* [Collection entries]
== Segment start ==

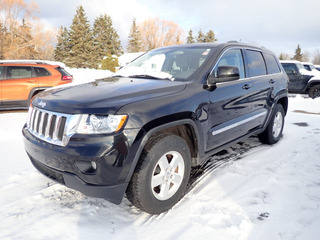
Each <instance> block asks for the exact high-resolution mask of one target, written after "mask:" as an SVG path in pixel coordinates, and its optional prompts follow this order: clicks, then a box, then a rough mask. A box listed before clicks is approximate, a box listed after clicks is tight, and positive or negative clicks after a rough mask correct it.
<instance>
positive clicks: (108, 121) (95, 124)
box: [76, 114, 128, 134]
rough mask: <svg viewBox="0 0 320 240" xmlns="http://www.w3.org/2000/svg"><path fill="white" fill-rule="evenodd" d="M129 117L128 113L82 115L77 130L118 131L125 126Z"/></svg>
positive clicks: (89, 132)
mask: <svg viewBox="0 0 320 240" xmlns="http://www.w3.org/2000/svg"><path fill="white" fill-rule="evenodd" d="M127 117H128V116H127V115H108V116H101V115H100V116H99V115H87V114H86V115H82V116H81V119H80V122H79V125H78V128H77V130H76V132H77V133H81V134H92V133H93V134H95V133H96V134H100V133H113V132H117V131H119V130H120V129H121V128H122V127H123V125H124V124H125V122H126V120H127Z"/></svg>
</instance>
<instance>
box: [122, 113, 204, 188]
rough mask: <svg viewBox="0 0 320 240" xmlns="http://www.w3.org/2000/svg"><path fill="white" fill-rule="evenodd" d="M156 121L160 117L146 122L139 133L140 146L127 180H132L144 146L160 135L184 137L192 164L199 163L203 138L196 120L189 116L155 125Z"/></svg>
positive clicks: (158, 119) (139, 143) (144, 146)
mask: <svg viewBox="0 0 320 240" xmlns="http://www.w3.org/2000/svg"><path fill="white" fill-rule="evenodd" d="M155 122H159V119H155V120H153V121H151V122H150V123H148V124H146V125H145V126H144V127H143V128H142V129H141V131H140V132H139V134H138V135H137V136H140V139H139V140H137V142H138V143H137V144H138V145H139V146H138V148H137V150H136V151H135V153H134V159H133V161H132V164H131V168H130V170H129V173H128V175H127V178H126V182H130V180H131V177H132V174H133V172H134V170H135V168H136V166H137V163H138V161H139V159H140V156H141V153H142V151H143V149H144V147H145V146H146V145H147V144H148V142H149V141H150V140H152V139H153V138H155V137H157V136H159V135H163V134H173V135H177V136H179V137H181V138H183V139H184V140H185V141H186V142H187V144H188V147H189V149H190V155H191V165H192V166H194V165H197V164H198V159H199V149H200V148H199V146H200V144H201V141H203V140H202V138H201V134H199V130H198V127H197V124H196V123H195V121H193V120H192V119H190V118H189V119H188V118H187V119H180V120H176V121H172V122H166V123H164V124H160V125H157V126H154V124H155ZM148 126H153V128H149V127H148ZM138 138H139V137H138Z"/></svg>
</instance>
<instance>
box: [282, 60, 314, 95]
mask: <svg viewBox="0 0 320 240" xmlns="http://www.w3.org/2000/svg"><path fill="white" fill-rule="evenodd" d="M281 64H282V66H283V68H284V70H285V72H286V73H287V74H288V77H289V85H288V91H289V92H290V93H301V94H308V95H309V97H311V98H316V97H320V72H319V73H318V72H317V70H315V69H314V70H311V69H310V70H307V68H306V66H304V65H303V63H301V62H299V61H295V60H283V61H281Z"/></svg>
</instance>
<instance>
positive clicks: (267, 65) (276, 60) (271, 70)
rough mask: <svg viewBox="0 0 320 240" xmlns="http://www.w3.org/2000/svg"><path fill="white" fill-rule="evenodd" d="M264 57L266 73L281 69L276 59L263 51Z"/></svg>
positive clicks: (278, 70)
mask: <svg viewBox="0 0 320 240" xmlns="http://www.w3.org/2000/svg"><path fill="white" fill-rule="evenodd" d="M264 59H265V60H266V64H267V70H268V74H274V73H280V72H281V70H280V68H279V65H278V63H277V60H276V59H275V57H274V56H272V55H271V54H268V53H265V54H264Z"/></svg>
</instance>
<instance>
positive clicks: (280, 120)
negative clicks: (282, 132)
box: [258, 104, 285, 144]
mask: <svg viewBox="0 0 320 240" xmlns="http://www.w3.org/2000/svg"><path fill="white" fill-rule="evenodd" d="M284 116H285V113H284V110H283V107H282V105H281V104H277V105H276V108H275V110H274V112H273V114H272V117H271V119H270V122H269V124H268V126H267V128H266V129H265V130H264V132H262V133H261V134H259V135H258V137H259V140H260V141H261V142H262V143H267V144H274V143H276V142H278V141H279V139H280V137H281V135H282V131H283V126H284Z"/></svg>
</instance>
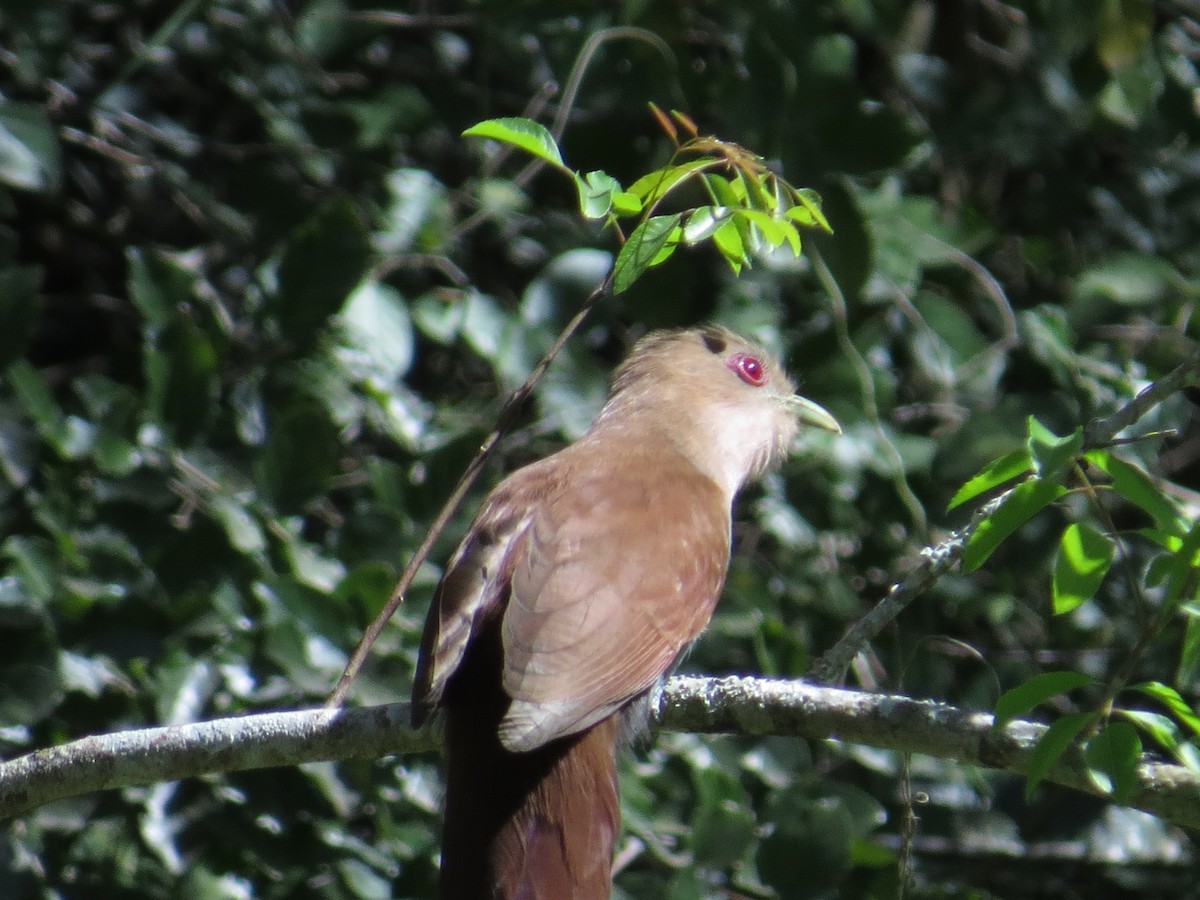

== Segment end ==

* [Work instruction] Would you print exactly, and only, the lines of the data above from the line with "positive clicks: (280, 120)" through the line with "negative clicks: (282, 132)", inclusive?

* [Problem solution]
positive clicks: (280, 120)
negative clicks: (282, 132)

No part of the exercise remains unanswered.